■ **RECORDED INFORMATION**:
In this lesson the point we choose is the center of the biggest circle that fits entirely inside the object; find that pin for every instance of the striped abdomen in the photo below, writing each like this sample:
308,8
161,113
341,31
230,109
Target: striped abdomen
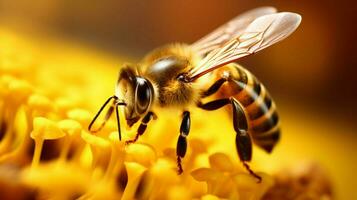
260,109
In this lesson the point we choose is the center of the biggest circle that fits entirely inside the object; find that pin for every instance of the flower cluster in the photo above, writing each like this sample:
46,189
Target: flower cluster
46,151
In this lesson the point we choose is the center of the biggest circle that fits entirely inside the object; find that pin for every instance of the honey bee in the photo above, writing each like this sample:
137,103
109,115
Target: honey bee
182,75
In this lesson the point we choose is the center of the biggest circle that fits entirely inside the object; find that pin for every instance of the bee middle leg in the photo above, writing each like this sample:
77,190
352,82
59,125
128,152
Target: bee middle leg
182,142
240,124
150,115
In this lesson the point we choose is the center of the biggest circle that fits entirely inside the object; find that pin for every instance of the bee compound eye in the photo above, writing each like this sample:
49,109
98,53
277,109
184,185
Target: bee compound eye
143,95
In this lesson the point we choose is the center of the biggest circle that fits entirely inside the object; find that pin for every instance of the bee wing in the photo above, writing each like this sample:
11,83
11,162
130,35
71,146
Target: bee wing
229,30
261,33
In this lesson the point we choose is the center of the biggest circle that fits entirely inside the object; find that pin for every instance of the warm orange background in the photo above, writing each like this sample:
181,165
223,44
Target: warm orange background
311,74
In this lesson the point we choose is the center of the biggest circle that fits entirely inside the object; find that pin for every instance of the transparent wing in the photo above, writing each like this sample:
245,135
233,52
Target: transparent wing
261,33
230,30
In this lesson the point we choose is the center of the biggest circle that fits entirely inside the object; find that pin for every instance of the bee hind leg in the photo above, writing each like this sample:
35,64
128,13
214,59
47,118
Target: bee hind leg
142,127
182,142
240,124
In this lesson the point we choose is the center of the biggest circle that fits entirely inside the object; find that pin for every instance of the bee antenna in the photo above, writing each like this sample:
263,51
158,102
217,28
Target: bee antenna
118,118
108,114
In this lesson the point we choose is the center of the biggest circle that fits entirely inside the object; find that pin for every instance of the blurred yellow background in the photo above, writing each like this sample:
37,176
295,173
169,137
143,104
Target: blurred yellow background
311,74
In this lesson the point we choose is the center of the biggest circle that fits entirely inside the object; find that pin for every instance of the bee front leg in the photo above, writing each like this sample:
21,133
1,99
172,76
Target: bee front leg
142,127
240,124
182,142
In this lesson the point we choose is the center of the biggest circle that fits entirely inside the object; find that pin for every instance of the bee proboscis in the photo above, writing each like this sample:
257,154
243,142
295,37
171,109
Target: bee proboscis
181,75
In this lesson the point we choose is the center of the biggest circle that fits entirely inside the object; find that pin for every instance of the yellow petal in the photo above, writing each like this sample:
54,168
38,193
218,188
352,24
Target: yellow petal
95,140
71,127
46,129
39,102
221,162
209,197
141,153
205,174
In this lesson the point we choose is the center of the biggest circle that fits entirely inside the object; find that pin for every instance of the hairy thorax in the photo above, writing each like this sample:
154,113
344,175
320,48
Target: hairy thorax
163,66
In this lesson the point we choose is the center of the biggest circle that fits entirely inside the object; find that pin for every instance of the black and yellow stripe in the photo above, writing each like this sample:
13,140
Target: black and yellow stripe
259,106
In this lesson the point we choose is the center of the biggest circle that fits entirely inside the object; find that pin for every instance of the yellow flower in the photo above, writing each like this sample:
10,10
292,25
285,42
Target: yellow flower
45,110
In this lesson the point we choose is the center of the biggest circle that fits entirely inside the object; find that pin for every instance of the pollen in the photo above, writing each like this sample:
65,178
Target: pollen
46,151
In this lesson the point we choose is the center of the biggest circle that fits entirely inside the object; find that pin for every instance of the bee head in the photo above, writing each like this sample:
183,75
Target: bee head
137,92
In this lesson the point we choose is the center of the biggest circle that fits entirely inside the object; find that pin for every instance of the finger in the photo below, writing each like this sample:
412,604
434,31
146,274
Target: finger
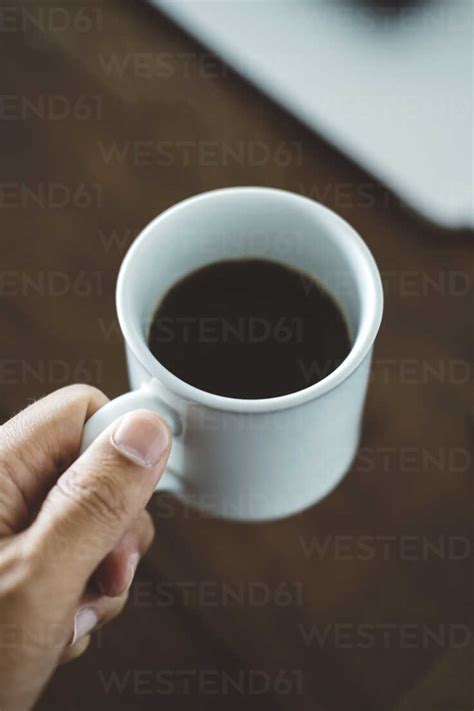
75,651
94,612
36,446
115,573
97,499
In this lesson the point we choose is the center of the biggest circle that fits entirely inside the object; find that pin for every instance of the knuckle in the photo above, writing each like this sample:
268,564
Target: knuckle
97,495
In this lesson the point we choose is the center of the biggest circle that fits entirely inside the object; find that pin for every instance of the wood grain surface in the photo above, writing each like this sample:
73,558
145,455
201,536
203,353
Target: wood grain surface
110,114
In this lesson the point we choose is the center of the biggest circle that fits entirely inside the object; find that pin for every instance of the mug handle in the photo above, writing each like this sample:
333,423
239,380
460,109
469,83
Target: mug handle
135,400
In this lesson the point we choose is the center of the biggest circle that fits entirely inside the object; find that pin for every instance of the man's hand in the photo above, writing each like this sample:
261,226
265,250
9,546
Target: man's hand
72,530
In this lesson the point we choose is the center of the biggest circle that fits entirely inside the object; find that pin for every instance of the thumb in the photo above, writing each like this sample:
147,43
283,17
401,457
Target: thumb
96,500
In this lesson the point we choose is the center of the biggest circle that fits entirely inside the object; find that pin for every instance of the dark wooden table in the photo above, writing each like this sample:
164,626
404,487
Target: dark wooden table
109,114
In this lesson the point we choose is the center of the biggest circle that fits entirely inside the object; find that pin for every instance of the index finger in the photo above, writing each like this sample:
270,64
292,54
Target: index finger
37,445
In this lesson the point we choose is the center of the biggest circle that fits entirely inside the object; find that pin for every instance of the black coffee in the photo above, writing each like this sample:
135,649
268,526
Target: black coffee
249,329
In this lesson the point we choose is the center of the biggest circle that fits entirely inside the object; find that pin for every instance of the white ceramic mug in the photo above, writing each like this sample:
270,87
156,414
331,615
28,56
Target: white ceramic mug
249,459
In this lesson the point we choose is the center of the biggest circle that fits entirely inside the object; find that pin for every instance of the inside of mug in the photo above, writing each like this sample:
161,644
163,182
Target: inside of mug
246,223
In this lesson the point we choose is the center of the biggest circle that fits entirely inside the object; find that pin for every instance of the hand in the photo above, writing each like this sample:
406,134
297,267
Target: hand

■ **PROMPT**: Return all the entries word for word, but omit any pictures they contain.

■ **YOUR SOLUTION**:
In this lesson the point we choose is the center of the biggest circle that fits entirely inside the object; find that pin for every instance of the striped abdomen in the photo below, writing each like this sample:
308,8
161,113
341,31
230,109
Target: striped abdomen
260,109
In this lesson the point we choose is the center of the biggest circle that fits entirely inside the object; find that pin for every instance of the flower cluster in the photo above, writing each like this sample:
46,189
Target: flower cluster
46,151
In this lesson the point we choose is the center of the biggest circle that fits entirely inside the object; find that pin for every instance of the honey bee in the photo above, writing each like this sample:
137,103
109,115
Target: honey bee
182,75
In this lesson the point we choose is the center of the biggest circle that fits entirely inside the object; find that pin for every instance of the bee middle leg in the photo above, writing each like this sample:
77,190
352,82
59,125
128,152
Target: bee middle leg
182,142
240,124
150,115
In this lesson the point we choose is the center of the biggest circle that fits entirely inside the object; find that pin for every instance of the bee compound eye in the photo above, writing each like this sample:
49,109
98,53
277,109
184,185
Target: bee compound eye
143,95
In this lesson the point we choose is the center of the biggest circle that fits entirely inside the object; find that pin for every instance of the bee wing in the photo above, writing each like this sample:
11,83
11,162
130,35
71,146
Target: bee wing
229,30
261,33
In this lesson the point we choose is the center of the biggest circle that fits entirely inside the object; find that pin for every instance of the warm orange background in the photo above, writing each like this sample:
181,165
223,44
Target: warm orange background
311,74
In this lesson the point we choose is the center of the biggest circle that fits entirely inside the object; find that pin for every instance of the transparent wing in the photo above, writing each like this sample:
245,135
233,52
Target: transparent wing
261,33
230,30
In this lesson the point we choose is the center of the biggest circle that fits entirely inside the object; find that pin for every instance of the bee hind leg in the photo above, writing each like this sample:
35,64
128,13
214,59
47,118
Target: bee hind leg
142,127
182,142
240,124
In this lesson the point we choose is the center of the biggest circle that fits entirely inside the object; find that pin for every instance of the bee antenna in the photo above, writing each like this sample:
263,51
158,102
217,28
Target: bee antenna
118,118
108,114
In this lesson the point we choose is the center of the biggest circle that fits entirely inside the object; find that pin for every instance of the blurred yellow background in the photo above, writing each like this sample:
37,176
295,173
169,137
143,104
Target: blurred yellow background
311,74
In this lesson the point we choose is the center of the biggest circle that fits entirely inside the object; find that pin for every instance of the bee front leg in the photo above, writing each like this sample:
21,133
1,99
172,76
Target: bee front leg
142,127
240,124
182,142
In this lesson the point we choose is the center of the biggest circle that fits entirely inside the object; find that pin for every instance of the bee proboscis in the photo above, writing each like this sample:
257,154
243,142
295,37
171,109
Target: bee proboscis
181,75
In this lesson the point we choose is the center of the biggest circle that fits entirely inside the object; find that pin for every instance of the yellow petal in the photo above, writing each like this sample:
54,168
38,193
218,188
352,24
Target: yellow petal
95,140
71,127
46,129
39,102
221,162
209,197
141,153
205,174
In this lesson the point we choose is the center of the biggest circle that fits entirely inside the object; find that pin for every instance of the hairy thorax in the photo above, writing each like this sample:
154,113
344,175
320,48
Target: hairy thorax
163,66
In this lesson the point we choose is the center of the biggest circle that fits entirely inside the object; find that pin for every instance of the black and yellow stripe in the photo above, writing each like this sample:
13,140
Target: black and yellow stripe
259,106
In this lesson the point we choose is the center of the biggest circle that fits entirely inside the object; find that pin for every instance of the yellow flower in the photo above, writing each like this sample:
10,10
292,25
285,42
Target: yellow flower
45,110
In this lesson the point we choose is the center of the biggest circle that fits entirely inside the object; find that pin for every instance of the pollen in the photo above, writing each like this sample:
65,178
Target: pollen
46,151
In this lesson the point we choose is the center of the biggest circle that fits entirely inside the object; find that pin for every instance of the bee head in the photo above, writing each like this sample:
183,75
Target: bee head
137,92
In this lesson the point we choose is the center of the biggest circle that fits entirely inside the object; find that pin for every instance of the finger in the photo below, writing each like this sample:
412,604
434,31
146,274
Target: finger
75,651
94,612
36,446
115,573
97,499
In this lesson the point we choose is the center of the biggest circle that fits entirely inside the object; find that pin for every instance of the knuckle in the photo above, writing each like this sample:
268,564
Target: knuckle
97,495
In this lesson the point we choose is the center of the biggest circle that fits entirely inside the object; find that pin for every instance of the wood grain surface in the photo above, writing each like this sample:
73,558
145,455
201,536
203,353
Target: wood grain surface
110,114
In this lesson the point we choose is the center of the biggest circle that fits entirely inside the object; find that pin for every instance of the mug handle in the photo above, writing each like this sample:
333,423
239,380
460,109
469,83
Target: mug handle
135,400
In this lesson the point we choose is the center of the biggest circle that fits entirely inside the object; find that pin for every instance of the man's hand in the photo above, writing each like this sample:
261,226
265,250
9,546
Target: man's hand
72,530
In this lesson the point we choose is the center of the biggest circle that fits entirely inside the object; find that pin for every instance of the thumb in the photo above, writing each like this sample:
147,43
283,17
401,457
Target: thumb
96,500
In this lesson the point we choose is the center of the biggest circle that fits entirely inside the object; find that pin for every instance of the dark wooden table in the photo above, writing each like this sample:
164,626
404,487
Target: dark wooden table
109,114
In this lesson the point we choose is the center of the biggest circle that fits entirely inside the object; find that pin for every instance of the index finger in the photo above, writing each like this sample:
270,64
292,54
Target: index finger
37,445
In this lesson the point we choose is the center of the biggest circle that fits entirely inside the object; find that pin for every instance of the black coffee in the photo above, writing each like this sample:
135,649
268,526
Target: black coffee
249,329
In this lesson the point we choose is the center of the biggest circle that fits entirely inside the object; find that pin for every instance of the white ceramic mug in the photo above, writing each like this sample:
270,87
156,414
331,615
28,56
Target: white ceramic mug
249,459
In this lesson the point we choose is the center of the biggest circle that fits entirely inside the object; find that pin for every instance of the inside of mug in the photo above, writing each like this sample:
161,644
163,182
Target: inside of mug
246,223
In this lesson the point we choose is the center of the biggest circle that fits entirely inside the object; find that pin for every instance of the hand in the photo above, writing each like this sample:
406,134
297,267
Target: hand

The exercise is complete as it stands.